Given task: Count the lines in the records that contain the string "trunk", matching case exactly, and reply with the number alone.

Listing:
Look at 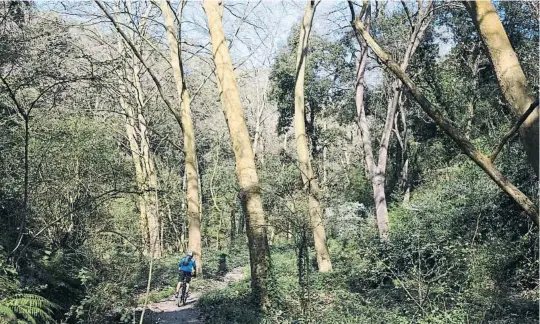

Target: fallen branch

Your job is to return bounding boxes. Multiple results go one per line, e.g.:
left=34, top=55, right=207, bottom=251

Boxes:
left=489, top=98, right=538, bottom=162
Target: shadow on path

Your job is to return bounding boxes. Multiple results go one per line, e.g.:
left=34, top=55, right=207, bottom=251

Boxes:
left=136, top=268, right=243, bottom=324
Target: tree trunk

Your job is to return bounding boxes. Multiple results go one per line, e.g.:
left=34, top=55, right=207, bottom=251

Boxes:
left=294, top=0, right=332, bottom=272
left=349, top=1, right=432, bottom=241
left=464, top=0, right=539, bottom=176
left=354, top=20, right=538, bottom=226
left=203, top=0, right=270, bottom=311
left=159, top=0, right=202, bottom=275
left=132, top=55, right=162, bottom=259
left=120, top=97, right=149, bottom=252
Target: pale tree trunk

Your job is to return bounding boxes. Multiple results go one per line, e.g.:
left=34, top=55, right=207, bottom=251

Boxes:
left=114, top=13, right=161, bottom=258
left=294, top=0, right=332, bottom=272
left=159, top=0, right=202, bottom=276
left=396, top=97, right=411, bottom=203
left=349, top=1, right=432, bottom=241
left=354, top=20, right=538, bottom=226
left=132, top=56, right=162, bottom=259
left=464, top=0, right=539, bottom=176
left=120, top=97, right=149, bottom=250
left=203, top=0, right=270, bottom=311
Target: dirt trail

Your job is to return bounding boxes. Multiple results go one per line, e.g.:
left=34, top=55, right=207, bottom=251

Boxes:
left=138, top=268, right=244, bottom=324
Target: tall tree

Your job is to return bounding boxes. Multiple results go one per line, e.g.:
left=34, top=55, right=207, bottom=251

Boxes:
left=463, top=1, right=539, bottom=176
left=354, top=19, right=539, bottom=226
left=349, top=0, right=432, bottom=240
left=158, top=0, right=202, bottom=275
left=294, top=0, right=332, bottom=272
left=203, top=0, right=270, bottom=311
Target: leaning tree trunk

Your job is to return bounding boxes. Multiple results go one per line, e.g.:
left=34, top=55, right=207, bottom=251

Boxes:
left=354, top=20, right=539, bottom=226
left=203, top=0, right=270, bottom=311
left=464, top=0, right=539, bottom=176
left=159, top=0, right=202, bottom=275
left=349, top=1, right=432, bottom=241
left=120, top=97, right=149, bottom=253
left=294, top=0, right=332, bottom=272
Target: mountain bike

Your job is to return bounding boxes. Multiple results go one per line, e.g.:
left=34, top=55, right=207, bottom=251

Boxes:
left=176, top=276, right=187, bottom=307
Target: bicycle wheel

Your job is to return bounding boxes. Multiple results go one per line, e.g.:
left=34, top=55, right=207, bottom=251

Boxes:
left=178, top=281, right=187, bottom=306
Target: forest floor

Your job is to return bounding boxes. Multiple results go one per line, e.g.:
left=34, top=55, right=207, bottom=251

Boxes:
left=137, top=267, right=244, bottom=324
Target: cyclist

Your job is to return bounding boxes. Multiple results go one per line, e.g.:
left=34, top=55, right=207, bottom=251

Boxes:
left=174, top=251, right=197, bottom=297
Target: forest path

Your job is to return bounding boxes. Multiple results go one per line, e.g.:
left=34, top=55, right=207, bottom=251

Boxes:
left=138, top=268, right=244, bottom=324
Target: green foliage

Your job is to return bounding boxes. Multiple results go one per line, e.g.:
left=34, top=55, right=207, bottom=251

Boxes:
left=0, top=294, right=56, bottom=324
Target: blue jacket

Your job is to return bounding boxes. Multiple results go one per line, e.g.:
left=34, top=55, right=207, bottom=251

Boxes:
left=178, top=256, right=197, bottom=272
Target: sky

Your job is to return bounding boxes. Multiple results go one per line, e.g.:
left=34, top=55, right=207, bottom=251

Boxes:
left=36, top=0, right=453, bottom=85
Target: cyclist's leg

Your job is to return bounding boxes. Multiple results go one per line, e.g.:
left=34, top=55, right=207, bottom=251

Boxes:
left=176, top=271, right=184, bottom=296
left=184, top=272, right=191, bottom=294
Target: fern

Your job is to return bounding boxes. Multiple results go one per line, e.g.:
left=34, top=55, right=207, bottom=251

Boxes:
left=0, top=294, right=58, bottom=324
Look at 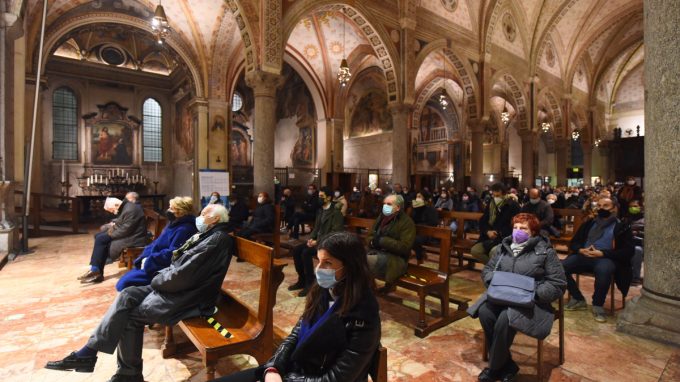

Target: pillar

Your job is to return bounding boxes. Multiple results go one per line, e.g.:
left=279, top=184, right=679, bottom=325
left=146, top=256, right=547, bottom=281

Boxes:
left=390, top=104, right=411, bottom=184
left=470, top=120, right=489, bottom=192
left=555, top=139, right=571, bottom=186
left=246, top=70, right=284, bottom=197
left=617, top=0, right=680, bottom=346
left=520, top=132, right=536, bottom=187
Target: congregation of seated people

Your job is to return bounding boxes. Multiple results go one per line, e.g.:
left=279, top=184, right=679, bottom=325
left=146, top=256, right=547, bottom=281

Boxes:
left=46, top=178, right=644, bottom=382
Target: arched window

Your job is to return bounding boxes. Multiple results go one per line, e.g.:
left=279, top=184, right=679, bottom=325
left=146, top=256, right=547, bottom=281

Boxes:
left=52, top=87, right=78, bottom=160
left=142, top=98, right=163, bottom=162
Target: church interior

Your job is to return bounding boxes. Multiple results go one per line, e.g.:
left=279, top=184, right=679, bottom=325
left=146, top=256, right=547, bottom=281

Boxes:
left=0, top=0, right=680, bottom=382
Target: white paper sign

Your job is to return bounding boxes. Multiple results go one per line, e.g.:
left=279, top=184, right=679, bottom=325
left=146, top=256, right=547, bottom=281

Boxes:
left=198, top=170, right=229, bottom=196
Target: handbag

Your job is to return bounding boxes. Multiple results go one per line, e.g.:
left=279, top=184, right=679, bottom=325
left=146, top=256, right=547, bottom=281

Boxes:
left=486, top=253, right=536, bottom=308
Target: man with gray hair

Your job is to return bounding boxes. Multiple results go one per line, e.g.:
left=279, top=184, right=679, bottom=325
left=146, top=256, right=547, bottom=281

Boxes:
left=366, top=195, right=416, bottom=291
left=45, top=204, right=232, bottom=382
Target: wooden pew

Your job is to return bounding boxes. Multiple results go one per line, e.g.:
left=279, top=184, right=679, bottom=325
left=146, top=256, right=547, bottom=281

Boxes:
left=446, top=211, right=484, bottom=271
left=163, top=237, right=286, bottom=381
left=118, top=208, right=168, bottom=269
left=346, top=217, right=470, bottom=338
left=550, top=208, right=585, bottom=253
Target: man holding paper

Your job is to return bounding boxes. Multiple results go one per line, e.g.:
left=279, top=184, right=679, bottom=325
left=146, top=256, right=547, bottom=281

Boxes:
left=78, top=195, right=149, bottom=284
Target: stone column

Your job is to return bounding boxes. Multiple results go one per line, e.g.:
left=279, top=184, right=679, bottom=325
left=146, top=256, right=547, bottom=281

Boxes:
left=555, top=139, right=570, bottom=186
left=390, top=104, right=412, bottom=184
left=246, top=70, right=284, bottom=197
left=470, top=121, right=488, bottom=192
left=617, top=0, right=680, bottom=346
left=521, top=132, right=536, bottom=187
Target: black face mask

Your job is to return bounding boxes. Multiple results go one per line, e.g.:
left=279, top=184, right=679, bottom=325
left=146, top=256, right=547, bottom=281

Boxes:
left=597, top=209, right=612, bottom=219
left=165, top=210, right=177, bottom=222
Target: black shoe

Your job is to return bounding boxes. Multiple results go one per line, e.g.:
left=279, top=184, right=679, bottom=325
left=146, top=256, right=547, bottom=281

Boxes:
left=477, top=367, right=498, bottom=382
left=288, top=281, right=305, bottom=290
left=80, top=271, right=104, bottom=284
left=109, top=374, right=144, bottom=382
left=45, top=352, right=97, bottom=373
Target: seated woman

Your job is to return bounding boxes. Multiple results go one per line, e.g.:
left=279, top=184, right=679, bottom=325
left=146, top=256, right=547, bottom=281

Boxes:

Solution: 3